### What is expected
Where does the word "tower" appear in the entries below? Copy each line that holds it.

*** Exercise materials ***

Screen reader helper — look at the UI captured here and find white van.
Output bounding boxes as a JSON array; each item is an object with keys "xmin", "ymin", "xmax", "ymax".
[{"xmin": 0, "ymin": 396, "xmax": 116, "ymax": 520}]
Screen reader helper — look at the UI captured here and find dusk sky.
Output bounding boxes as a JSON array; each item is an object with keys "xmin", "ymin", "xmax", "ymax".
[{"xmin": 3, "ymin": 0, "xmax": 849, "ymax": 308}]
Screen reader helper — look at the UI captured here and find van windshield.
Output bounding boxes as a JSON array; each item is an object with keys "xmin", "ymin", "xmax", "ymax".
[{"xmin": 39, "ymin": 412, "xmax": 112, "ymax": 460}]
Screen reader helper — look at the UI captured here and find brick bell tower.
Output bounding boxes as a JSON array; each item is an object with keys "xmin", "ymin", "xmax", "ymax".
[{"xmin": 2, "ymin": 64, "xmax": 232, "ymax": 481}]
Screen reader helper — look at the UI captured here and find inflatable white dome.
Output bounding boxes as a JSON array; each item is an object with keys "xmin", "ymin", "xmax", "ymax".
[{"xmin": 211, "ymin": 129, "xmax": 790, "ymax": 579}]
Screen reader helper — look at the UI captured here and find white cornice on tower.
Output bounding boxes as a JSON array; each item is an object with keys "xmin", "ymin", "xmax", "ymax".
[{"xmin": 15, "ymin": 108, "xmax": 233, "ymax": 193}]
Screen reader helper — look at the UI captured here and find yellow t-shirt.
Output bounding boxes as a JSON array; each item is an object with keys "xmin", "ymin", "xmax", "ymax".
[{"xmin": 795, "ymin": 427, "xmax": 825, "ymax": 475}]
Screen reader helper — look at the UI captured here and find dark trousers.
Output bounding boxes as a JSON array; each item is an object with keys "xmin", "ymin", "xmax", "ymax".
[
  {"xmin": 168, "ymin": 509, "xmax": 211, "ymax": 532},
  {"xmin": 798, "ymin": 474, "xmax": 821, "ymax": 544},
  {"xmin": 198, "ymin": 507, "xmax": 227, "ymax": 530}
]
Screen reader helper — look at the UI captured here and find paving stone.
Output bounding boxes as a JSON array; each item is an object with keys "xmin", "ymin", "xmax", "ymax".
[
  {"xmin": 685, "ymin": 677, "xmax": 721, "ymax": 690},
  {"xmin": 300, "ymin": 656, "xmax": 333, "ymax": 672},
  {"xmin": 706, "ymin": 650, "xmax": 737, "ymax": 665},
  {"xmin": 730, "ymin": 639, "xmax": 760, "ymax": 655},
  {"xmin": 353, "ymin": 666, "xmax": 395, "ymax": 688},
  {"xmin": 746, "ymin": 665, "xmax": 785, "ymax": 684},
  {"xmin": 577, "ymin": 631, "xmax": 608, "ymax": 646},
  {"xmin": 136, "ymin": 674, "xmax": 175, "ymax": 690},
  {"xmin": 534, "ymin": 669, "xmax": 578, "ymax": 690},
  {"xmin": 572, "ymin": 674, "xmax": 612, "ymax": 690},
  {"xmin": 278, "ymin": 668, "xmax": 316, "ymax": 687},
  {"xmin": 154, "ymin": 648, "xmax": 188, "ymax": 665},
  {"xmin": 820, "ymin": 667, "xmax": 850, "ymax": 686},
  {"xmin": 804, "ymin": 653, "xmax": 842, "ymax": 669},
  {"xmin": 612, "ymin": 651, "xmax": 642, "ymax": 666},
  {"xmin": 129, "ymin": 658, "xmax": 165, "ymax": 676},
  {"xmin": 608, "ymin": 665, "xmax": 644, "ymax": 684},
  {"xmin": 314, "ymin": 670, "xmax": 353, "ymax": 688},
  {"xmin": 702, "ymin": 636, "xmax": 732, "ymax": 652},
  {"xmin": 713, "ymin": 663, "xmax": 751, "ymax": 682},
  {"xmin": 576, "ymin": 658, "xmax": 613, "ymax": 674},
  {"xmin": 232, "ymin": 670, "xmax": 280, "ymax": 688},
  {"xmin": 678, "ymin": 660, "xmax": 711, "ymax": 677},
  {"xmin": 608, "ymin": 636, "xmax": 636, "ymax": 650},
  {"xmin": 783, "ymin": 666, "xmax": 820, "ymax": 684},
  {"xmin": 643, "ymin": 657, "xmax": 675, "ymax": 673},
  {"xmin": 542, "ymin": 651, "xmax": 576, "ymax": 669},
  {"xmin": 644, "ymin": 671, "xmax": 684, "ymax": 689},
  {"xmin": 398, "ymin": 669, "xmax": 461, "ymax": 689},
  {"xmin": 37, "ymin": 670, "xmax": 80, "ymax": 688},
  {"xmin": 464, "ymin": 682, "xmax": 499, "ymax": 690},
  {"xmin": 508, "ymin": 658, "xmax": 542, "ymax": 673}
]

*** End of Exercise materials ***

### Answer to the exercise
Screen reader helper — look at the UI captured here and find brick bell tower.
Screen reader helper — look at the UI captured here and find white cornice on tower.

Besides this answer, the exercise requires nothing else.